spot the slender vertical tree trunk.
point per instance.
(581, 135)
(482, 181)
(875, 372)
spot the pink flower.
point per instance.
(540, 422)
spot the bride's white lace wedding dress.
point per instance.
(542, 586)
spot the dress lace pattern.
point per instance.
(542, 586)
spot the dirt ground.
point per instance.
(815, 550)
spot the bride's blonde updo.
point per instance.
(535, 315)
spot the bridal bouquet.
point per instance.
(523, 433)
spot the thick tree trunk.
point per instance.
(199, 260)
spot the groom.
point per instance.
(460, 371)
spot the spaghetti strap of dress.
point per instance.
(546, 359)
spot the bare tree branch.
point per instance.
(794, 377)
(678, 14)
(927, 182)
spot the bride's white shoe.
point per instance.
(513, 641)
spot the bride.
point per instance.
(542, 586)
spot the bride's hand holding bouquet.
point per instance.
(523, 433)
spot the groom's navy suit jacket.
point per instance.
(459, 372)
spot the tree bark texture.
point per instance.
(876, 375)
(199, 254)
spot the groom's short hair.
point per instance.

☆ ☆ ☆ ☆ ☆

## Requirements
Reproduce verbatim the material above, starting at the line containing "spot the dress lace pattern." and ending at the final line of the material, with both of those lines included.

## Full response
spot the dress lace pattern.
point per instance.
(542, 586)
spot the dirt ground.
point per instance.
(815, 550)
spot the bride's blonde updo.
point per instance.
(535, 315)
spot the bridal bouquet.
point per instance.
(523, 433)
spot the thick tree trunk.
point per instance.
(199, 260)
spot the groom.
point per instance.
(460, 371)
spot the spaghetti strap of dress.
point per instance.
(546, 359)
spot the bare tree branch.
point per instance.
(794, 377)
(678, 14)
(927, 182)
spot the bride's white shoe.
point per instance.
(513, 641)
spot the bride.
point per instance.
(542, 586)
spot the bride's hand holding bouquet.
point per instance.
(523, 433)
spot the groom's navy suit jacket.
point per instance.
(459, 372)
spot the tree bark texture.
point per instance.
(876, 375)
(199, 254)
spot the groom's short hair.
point per instance.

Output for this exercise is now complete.